(Stored items from a collection)

================================

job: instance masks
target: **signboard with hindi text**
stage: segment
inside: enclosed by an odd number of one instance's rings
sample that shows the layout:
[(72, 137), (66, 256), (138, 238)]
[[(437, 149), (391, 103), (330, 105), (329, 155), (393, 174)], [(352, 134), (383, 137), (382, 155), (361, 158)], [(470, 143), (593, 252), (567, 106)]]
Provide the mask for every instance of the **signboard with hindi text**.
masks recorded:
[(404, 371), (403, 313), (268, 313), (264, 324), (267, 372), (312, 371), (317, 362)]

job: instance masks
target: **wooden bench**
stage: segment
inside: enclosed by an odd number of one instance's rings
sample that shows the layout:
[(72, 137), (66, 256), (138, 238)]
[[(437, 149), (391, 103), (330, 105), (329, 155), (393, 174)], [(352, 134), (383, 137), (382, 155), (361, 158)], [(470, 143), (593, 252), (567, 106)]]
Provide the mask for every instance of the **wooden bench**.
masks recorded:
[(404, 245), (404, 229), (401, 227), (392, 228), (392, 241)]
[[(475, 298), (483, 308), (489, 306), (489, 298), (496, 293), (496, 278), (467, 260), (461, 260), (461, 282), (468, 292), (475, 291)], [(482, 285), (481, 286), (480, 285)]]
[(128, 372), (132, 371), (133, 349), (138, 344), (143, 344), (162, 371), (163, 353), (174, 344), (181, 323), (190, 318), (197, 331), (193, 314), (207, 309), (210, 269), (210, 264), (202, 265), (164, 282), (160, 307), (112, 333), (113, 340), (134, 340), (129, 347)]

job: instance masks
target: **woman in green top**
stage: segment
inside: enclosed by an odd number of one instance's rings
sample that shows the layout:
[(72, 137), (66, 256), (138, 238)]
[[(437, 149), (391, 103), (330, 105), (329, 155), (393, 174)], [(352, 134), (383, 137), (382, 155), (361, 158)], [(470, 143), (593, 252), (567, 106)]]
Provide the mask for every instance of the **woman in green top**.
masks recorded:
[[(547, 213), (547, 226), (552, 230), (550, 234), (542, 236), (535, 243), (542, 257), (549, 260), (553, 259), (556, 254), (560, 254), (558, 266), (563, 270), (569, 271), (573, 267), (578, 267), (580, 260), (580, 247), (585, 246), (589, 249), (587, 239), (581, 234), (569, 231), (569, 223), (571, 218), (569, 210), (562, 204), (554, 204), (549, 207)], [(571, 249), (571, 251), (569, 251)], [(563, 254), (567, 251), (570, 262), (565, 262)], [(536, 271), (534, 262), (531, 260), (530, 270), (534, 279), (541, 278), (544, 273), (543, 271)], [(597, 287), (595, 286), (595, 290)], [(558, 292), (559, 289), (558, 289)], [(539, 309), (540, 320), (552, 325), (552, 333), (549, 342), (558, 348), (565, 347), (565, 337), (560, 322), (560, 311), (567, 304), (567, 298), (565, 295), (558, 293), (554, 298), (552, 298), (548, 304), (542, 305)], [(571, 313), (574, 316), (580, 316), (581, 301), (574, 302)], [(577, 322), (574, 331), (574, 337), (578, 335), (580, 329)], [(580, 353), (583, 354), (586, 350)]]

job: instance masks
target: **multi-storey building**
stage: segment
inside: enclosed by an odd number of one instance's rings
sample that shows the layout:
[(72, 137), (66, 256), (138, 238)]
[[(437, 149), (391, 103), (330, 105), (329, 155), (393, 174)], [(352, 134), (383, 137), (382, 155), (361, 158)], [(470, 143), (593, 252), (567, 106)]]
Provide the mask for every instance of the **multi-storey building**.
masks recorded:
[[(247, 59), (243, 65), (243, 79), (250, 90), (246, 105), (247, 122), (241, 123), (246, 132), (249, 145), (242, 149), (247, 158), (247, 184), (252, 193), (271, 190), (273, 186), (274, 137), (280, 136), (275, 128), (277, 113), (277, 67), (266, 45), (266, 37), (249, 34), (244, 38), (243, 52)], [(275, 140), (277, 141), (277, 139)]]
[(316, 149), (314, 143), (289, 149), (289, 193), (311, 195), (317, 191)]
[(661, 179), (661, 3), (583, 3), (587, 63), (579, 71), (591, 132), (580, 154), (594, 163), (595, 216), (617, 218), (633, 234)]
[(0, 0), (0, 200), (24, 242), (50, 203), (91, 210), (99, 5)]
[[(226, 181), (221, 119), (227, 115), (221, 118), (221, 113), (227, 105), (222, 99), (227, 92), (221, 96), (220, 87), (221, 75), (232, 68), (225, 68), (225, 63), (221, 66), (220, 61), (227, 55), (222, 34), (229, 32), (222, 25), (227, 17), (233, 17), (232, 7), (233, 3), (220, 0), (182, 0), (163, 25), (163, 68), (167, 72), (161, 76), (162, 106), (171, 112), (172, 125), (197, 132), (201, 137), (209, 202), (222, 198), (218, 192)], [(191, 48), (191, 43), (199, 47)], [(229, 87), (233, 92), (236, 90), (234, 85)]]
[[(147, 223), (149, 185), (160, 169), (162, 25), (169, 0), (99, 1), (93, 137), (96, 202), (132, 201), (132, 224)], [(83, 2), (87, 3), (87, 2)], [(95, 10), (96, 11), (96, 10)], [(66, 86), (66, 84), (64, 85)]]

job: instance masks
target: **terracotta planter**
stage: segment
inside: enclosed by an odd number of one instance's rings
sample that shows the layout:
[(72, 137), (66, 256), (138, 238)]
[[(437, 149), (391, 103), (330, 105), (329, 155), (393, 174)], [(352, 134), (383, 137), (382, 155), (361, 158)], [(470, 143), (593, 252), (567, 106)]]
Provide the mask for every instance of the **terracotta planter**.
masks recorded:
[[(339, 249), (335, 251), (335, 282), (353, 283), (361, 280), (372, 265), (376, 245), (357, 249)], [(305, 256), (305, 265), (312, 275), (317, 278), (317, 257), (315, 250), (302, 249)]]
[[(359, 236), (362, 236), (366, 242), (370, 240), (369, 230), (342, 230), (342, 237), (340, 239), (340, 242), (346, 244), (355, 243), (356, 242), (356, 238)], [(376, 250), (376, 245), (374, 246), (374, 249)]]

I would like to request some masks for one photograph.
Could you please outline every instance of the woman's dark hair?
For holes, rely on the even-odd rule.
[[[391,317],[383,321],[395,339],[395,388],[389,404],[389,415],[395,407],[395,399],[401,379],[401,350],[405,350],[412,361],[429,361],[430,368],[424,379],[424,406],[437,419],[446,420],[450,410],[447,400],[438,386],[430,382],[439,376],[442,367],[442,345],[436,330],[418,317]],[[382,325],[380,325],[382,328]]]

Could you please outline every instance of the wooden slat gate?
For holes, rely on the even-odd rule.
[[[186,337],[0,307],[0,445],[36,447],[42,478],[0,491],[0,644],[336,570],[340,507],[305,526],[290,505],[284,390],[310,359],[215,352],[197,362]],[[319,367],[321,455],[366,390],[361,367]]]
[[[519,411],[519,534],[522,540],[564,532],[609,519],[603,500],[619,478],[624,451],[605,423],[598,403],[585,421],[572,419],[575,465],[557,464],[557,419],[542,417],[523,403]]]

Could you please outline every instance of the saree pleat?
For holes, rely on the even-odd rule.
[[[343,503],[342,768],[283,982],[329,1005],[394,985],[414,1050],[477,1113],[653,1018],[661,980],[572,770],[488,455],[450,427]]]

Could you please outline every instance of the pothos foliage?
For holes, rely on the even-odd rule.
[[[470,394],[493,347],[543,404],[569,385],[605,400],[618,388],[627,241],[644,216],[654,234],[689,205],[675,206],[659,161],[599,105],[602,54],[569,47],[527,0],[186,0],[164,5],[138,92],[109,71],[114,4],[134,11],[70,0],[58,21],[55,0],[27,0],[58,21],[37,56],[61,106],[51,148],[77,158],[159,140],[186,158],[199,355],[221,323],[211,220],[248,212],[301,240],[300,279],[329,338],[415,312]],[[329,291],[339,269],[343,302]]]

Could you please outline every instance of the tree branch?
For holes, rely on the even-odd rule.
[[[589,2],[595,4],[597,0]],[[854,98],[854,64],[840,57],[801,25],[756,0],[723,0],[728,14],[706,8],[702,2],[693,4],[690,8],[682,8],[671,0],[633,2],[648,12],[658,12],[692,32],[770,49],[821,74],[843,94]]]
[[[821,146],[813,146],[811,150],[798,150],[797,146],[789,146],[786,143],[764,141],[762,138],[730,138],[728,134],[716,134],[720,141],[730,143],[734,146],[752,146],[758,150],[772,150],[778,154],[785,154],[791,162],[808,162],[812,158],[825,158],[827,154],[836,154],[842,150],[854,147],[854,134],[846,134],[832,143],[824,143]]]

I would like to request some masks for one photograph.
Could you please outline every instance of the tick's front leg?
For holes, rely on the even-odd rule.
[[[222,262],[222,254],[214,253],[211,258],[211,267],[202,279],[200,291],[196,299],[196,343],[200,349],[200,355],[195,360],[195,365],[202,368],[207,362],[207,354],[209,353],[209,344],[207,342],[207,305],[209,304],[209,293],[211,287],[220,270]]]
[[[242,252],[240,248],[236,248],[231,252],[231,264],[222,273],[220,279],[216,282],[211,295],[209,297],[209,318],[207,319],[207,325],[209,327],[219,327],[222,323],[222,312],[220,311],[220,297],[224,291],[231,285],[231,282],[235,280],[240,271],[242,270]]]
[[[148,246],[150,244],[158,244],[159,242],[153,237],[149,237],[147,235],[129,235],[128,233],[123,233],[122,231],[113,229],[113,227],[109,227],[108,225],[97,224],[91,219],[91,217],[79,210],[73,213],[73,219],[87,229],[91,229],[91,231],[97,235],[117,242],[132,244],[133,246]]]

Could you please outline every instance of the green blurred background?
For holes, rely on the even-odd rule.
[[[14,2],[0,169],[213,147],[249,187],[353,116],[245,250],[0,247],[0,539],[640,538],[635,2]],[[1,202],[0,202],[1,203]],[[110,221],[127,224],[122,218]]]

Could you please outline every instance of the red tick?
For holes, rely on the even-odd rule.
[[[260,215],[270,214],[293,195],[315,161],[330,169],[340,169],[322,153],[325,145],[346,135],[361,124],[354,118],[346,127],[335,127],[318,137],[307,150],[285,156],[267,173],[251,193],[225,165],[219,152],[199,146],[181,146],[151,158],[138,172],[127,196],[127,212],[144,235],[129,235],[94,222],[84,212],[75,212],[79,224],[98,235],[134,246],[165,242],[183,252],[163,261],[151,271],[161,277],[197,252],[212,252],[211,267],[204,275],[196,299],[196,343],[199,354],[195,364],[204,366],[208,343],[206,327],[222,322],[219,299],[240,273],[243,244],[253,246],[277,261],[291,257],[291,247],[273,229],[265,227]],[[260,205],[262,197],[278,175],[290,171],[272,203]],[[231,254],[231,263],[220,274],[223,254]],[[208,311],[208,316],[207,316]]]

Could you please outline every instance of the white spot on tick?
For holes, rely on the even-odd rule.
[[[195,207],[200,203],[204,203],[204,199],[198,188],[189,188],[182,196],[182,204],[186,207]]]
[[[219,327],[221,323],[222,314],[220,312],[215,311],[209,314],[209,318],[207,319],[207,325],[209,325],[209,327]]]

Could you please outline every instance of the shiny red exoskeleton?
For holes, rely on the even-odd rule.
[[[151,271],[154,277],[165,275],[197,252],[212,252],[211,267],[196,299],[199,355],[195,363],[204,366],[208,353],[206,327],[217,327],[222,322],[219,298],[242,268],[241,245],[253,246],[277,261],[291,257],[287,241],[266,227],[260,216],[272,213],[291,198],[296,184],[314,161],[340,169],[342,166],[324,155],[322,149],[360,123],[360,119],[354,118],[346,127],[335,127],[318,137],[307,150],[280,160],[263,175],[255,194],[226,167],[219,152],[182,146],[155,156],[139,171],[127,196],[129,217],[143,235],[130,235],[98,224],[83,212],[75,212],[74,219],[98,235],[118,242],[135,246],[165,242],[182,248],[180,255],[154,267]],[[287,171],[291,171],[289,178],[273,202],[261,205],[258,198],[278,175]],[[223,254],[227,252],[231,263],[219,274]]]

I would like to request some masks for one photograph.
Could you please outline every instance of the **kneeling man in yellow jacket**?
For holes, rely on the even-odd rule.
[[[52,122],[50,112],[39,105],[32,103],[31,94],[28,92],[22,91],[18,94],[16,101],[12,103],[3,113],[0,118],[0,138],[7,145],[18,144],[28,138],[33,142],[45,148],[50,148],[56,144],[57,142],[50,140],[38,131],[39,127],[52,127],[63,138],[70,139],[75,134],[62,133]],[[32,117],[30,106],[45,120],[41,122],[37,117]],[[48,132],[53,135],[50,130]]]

================================

> [Set task]:
Find every line in the records above that contains the word "building" and copy each one.

> [Solved exercise]:
target: **multi-storey building**
Provide the mask for every instance of the **multi-storey building**.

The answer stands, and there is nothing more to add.